▸ SOURCE DATA
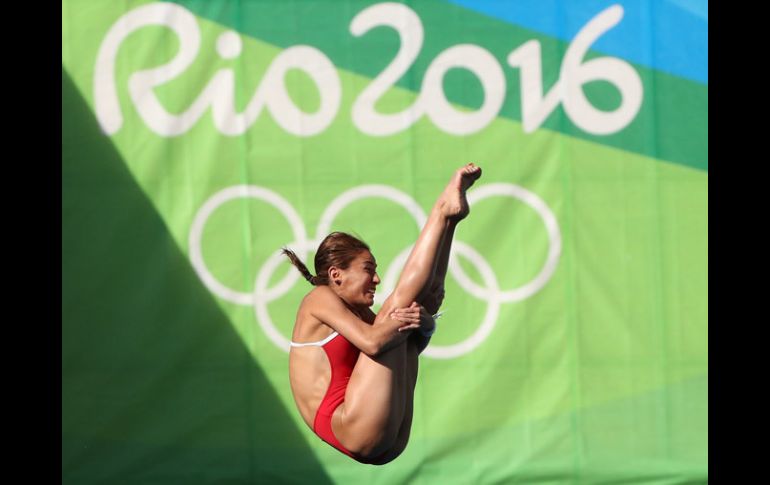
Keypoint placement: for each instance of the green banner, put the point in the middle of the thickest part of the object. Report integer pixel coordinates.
(198, 138)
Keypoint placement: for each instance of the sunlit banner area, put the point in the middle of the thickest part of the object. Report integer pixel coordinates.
(201, 137)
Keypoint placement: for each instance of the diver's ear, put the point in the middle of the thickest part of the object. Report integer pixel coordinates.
(335, 275)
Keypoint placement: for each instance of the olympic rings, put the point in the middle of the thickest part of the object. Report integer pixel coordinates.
(302, 245)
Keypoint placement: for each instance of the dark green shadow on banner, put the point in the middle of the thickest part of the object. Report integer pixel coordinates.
(156, 385)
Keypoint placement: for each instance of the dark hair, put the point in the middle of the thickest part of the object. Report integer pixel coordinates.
(337, 249)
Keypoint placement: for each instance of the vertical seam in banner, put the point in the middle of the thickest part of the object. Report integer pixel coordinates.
(573, 331)
(250, 360)
(659, 313)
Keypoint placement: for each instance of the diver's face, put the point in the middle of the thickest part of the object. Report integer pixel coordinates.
(359, 280)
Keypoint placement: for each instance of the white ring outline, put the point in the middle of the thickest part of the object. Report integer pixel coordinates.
(196, 234)
(262, 295)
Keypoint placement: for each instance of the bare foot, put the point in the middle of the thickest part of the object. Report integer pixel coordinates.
(454, 204)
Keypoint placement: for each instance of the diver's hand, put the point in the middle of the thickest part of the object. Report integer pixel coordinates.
(410, 316)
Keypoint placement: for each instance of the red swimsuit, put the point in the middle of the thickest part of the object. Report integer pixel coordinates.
(342, 358)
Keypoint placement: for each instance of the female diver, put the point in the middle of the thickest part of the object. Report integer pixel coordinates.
(352, 372)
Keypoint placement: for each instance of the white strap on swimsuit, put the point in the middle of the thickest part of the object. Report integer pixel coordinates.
(320, 343)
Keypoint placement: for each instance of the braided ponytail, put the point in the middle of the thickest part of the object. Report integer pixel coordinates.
(337, 249)
(300, 266)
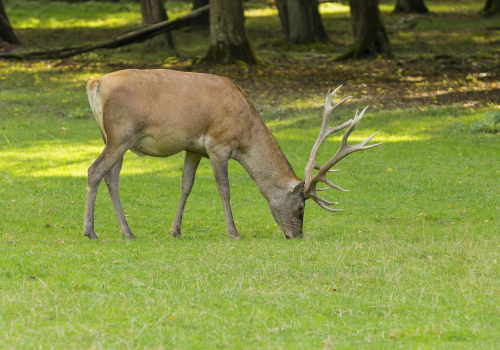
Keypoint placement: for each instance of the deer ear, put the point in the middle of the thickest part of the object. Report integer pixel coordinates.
(295, 186)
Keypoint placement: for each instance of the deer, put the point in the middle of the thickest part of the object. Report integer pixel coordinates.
(162, 112)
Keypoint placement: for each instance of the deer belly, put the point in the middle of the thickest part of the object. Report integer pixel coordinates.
(149, 146)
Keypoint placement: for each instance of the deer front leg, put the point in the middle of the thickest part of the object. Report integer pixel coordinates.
(112, 179)
(220, 167)
(191, 161)
(103, 164)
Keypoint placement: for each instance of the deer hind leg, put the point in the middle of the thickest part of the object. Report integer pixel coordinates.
(108, 159)
(220, 168)
(191, 161)
(112, 179)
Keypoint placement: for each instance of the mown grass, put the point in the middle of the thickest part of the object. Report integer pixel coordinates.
(412, 261)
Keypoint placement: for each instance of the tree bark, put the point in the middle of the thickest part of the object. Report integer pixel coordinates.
(202, 23)
(491, 8)
(6, 32)
(370, 36)
(410, 6)
(153, 12)
(228, 38)
(301, 21)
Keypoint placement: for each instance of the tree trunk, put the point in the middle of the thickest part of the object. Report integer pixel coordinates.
(6, 32)
(410, 6)
(301, 21)
(370, 37)
(228, 37)
(154, 12)
(491, 8)
(203, 23)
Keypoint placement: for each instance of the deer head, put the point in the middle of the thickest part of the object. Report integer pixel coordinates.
(291, 220)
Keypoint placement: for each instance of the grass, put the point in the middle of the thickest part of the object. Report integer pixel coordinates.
(412, 261)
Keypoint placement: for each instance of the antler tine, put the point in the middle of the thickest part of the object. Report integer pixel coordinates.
(344, 150)
(326, 130)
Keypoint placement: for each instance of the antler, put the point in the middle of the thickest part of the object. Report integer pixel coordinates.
(343, 151)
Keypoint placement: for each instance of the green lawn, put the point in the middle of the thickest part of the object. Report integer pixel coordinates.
(412, 262)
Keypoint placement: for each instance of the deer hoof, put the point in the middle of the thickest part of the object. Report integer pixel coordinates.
(175, 233)
(91, 235)
(128, 235)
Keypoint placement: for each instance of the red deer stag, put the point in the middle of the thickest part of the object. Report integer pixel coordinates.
(162, 112)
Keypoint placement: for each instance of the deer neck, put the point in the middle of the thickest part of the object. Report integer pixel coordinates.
(266, 164)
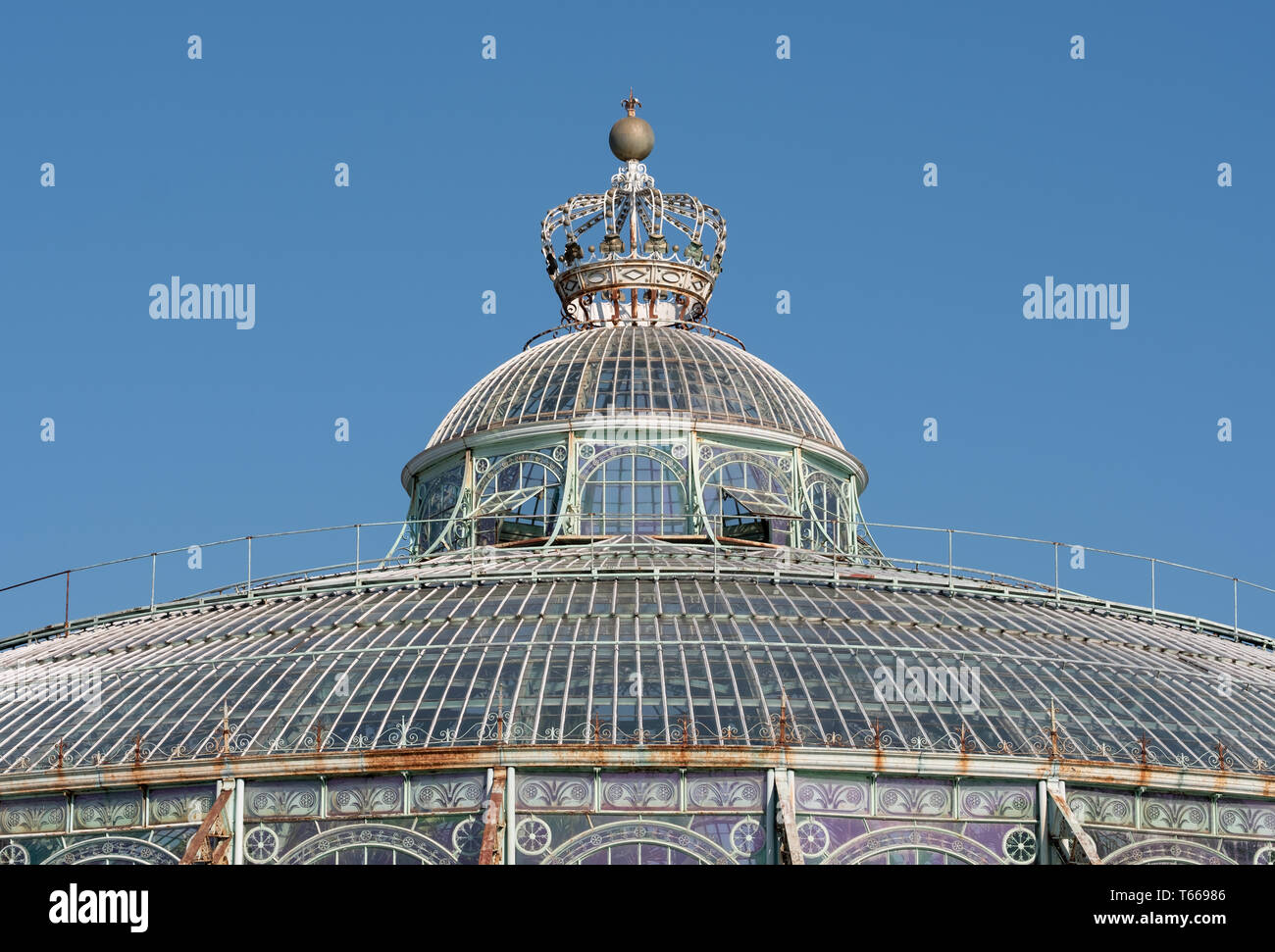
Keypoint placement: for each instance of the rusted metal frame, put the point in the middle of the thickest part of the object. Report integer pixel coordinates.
(493, 821)
(475, 625)
(385, 607)
(790, 845)
(510, 817)
(651, 757)
(1058, 803)
(179, 700)
(199, 841)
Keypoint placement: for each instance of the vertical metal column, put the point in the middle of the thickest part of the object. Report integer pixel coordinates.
(237, 829)
(510, 820)
(770, 819)
(1042, 824)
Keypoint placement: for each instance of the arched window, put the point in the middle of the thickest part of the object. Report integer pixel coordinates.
(638, 489)
(824, 511)
(747, 497)
(434, 500)
(517, 497)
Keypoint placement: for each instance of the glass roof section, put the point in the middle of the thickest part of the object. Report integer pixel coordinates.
(587, 645)
(634, 369)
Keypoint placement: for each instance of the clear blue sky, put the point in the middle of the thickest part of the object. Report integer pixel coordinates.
(905, 301)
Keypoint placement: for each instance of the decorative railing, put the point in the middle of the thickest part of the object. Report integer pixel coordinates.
(335, 556)
(1233, 751)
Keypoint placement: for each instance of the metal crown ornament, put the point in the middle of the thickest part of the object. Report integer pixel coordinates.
(634, 275)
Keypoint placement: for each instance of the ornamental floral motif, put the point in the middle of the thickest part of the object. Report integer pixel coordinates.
(997, 802)
(103, 811)
(36, 816)
(364, 795)
(812, 837)
(260, 845)
(1020, 845)
(446, 793)
(467, 837)
(1161, 813)
(640, 794)
(555, 793)
(914, 798)
(179, 806)
(284, 800)
(1093, 807)
(1249, 821)
(832, 795)
(731, 793)
(747, 836)
(534, 836)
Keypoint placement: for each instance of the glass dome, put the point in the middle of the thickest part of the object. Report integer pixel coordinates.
(634, 369)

▸ REQUEST
Please retype, exactly as written, every line from the line containing "Keypoint placement: for each instance of the ornamental" through the last line of the records above, including both of those lines, and nothing else.

▸ TASK OUTPUT
Keypoint placement: for each instance of the ornamental floral motif, put the point in the middle of the thickest part of the object. Report integer pixel coordinates.
(997, 802)
(103, 811)
(36, 816)
(364, 795)
(812, 837)
(260, 845)
(1020, 845)
(446, 793)
(467, 837)
(1161, 813)
(640, 794)
(555, 793)
(914, 798)
(179, 806)
(284, 800)
(1093, 807)
(1249, 821)
(832, 795)
(731, 793)
(747, 836)
(534, 836)
Keypoint placement: for each instance of the glass dome, put the point in the middle of the thickest part of the object. Report integer pixel coordinates.
(634, 369)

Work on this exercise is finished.